Type out each record word for word. Pictures stay out.

- Opening Delimiter -

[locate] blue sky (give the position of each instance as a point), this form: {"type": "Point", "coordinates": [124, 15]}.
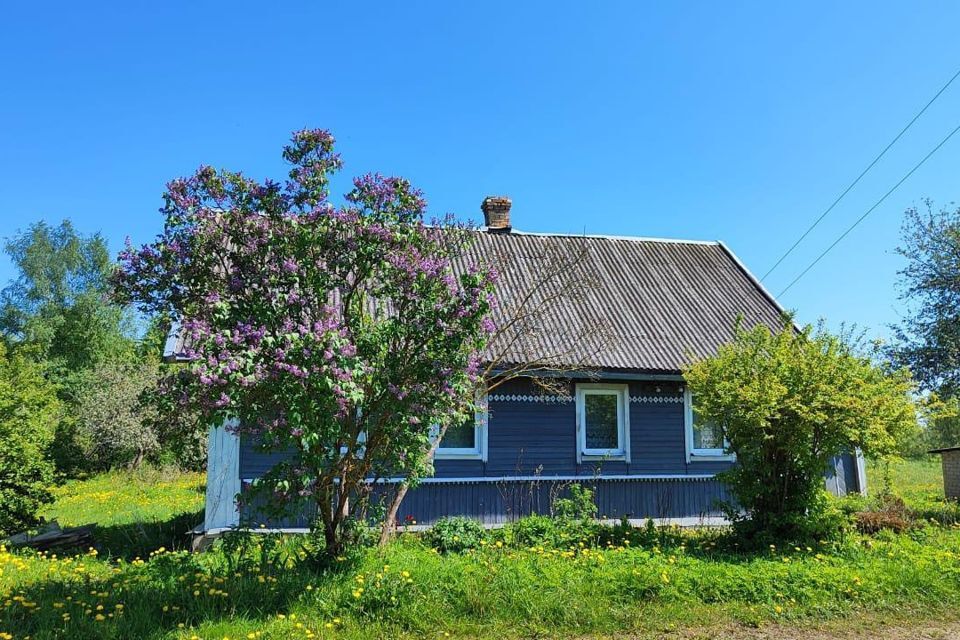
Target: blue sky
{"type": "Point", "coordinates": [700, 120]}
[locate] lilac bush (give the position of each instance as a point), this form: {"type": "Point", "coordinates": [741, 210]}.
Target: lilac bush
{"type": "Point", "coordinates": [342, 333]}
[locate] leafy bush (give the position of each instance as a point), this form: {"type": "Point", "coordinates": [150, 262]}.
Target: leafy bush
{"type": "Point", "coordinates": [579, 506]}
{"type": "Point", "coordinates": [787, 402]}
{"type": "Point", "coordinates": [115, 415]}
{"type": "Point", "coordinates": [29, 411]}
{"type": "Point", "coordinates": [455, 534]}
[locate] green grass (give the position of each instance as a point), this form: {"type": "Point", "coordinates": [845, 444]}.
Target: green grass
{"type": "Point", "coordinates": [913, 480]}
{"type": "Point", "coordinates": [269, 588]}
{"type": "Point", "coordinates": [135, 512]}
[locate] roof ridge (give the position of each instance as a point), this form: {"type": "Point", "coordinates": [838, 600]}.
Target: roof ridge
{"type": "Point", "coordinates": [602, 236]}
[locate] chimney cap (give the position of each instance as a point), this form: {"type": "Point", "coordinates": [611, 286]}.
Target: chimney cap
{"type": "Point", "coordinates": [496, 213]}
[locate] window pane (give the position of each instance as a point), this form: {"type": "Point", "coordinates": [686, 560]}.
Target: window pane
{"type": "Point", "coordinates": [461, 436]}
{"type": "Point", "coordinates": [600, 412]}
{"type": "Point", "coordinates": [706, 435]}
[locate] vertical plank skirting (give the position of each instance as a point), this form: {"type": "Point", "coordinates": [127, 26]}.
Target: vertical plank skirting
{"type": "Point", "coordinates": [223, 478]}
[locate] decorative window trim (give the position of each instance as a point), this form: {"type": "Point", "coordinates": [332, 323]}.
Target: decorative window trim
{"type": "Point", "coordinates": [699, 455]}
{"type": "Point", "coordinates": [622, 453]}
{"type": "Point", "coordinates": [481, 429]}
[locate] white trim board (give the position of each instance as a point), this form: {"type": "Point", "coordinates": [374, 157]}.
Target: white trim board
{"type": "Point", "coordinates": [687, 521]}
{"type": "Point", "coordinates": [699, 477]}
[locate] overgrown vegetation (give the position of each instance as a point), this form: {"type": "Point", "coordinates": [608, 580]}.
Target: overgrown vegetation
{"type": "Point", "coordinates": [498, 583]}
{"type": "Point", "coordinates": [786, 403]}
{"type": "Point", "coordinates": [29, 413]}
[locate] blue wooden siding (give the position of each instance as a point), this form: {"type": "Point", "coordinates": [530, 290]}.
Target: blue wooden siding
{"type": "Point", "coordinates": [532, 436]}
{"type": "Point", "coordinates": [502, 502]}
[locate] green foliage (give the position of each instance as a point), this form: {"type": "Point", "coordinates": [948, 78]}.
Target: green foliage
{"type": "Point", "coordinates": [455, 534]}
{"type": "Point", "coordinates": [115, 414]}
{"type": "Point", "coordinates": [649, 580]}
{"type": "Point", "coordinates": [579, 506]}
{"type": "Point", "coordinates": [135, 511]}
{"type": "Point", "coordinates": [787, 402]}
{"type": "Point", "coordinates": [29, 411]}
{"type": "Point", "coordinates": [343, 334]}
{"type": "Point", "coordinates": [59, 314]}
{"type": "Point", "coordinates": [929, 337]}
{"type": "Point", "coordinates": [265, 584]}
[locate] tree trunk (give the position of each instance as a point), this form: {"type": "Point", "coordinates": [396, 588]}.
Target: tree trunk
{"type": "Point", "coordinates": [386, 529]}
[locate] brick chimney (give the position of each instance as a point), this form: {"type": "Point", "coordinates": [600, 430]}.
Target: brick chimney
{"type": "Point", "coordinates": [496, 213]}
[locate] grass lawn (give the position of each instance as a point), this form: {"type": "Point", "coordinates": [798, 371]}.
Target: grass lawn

- Closing Delimiter -

REPLY:
[locate] blue sky (give the position of each instance as a point), this form: {"type": "Point", "coordinates": [124, 15]}.
Target: blue sky
{"type": "Point", "coordinates": [700, 120]}
[locate] lilac bush (give the position of each instance as a point), this form: {"type": "Point", "coordinates": [741, 210]}.
Target: lilac bush
{"type": "Point", "coordinates": [342, 333]}
[locate] leafy bush (give the position of each instance as a point), this form: {"type": "Point", "coordinates": [150, 262]}.
Target: leafy bush
{"type": "Point", "coordinates": [579, 506]}
{"type": "Point", "coordinates": [787, 402]}
{"type": "Point", "coordinates": [115, 415]}
{"type": "Point", "coordinates": [29, 411]}
{"type": "Point", "coordinates": [455, 534]}
[locate] green grass (give the position of each instance as a point), this form: {"type": "Point", "coordinates": [845, 444]}.
Target: green grass
{"type": "Point", "coordinates": [913, 480]}
{"type": "Point", "coordinates": [269, 588]}
{"type": "Point", "coordinates": [135, 512]}
[locate] roof ridge (give the position of each instance as a point), this form: {"type": "Point", "coordinates": [838, 600]}.
Target: roof ridge
{"type": "Point", "coordinates": [602, 236]}
[locate] chimney cap (give the position of each instance as a point), this form: {"type": "Point", "coordinates": [611, 286]}.
Target: chimney cap
{"type": "Point", "coordinates": [496, 213]}
[locate] window pane (give the position of each instance as a point), this form: {"type": "Point", "coordinates": [686, 560]}.
Target: window pane
{"type": "Point", "coordinates": [461, 436]}
{"type": "Point", "coordinates": [600, 412]}
{"type": "Point", "coordinates": [706, 435]}
[locate] vertical plank skirting (give the position of each instance as a point), this form: {"type": "Point", "coordinates": [127, 26]}.
Target: vertical plank skirting
{"type": "Point", "coordinates": [223, 478]}
[locate] decorative window trim (give the position of each instance as a point), this form: {"type": "Point", "coordinates": [332, 323]}.
Target: decorative window trim
{"type": "Point", "coordinates": [699, 455]}
{"type": "Point", "coordinates": [622, 453]}
{"type": "Point", "coordinates": [481, 429]}
[locate] white trim board (give the position of each instance as a point), this form: {"type": "Point", "coordinates": [374, 157]}.
Target: white trim board
{"type": "Point", "coordinates": [687, 521]}
{"type": "Point", "coordinates": [699, 477]}
[locate] overgrown vegetation (give the position of each instance as a point), this form: {"type": "Point", "coordinates": [608, 580]}.
Target: overgrown vegetation
{"type": "Point", "coordinates": [498, 583]}
{"type": "Point", "coordinates": [786, 403]}
{"type": "Point", "coordinates": [29, 413]}
[locate] blue wooden siding (give the position of each instance as a point), this form: {"type": "Point", "coordinates": [530, 290]}.
Target: blue wooden siding
{"type": "Point", "coordinates": [532, 436]}
{"type": "Point", "coordinates": [502, 502]}
[locate] green foliage (give the position of each instance as a point), this form: {"type": "Point", "coordinates": [948, 78]}.
Target: green foliage
{"type": "Point", "coordinates": [455, 534]}
{"type": "Point", "coordinates": [115, 414]}
{"type": "Point", "coordinates": [649, 580]}
{"type": "Point", "coordinates": [579, 506]}
{"type": "Point", "coordinates": [135, 511]}
{"type": "Point", "coordinates": [787, 402]}
{"type": "Point", "coordinates": [29, 411]}
{"type": "Point", "coordinates": [343, 334]}
{"type": "Point", "coordinates": [59, 314]}
{"type": "Point", "coordinates": [929, 337]}
{"type": "Point", "coordinates": [265, 584]}
[locate] tree trunk (give the position of each instance as a point), this form: {"type": "Point", "coordinates": [396, 588]}.
Target: tree trunk
{"type": "Point", "coordinates": [386, 529]}
[locate] brick chimney (give the position of each instance as a point), this form: {"type": "Point", "coordinates": [600, 430]}.
Target: brick chimney
{"type": "Point", "coordinates": [496, 213]}
[locate] grass lawn (give the position of each instance as a point), this form: {"type": "Point", "coordinates": [798, 371]}.
Target: grass lawn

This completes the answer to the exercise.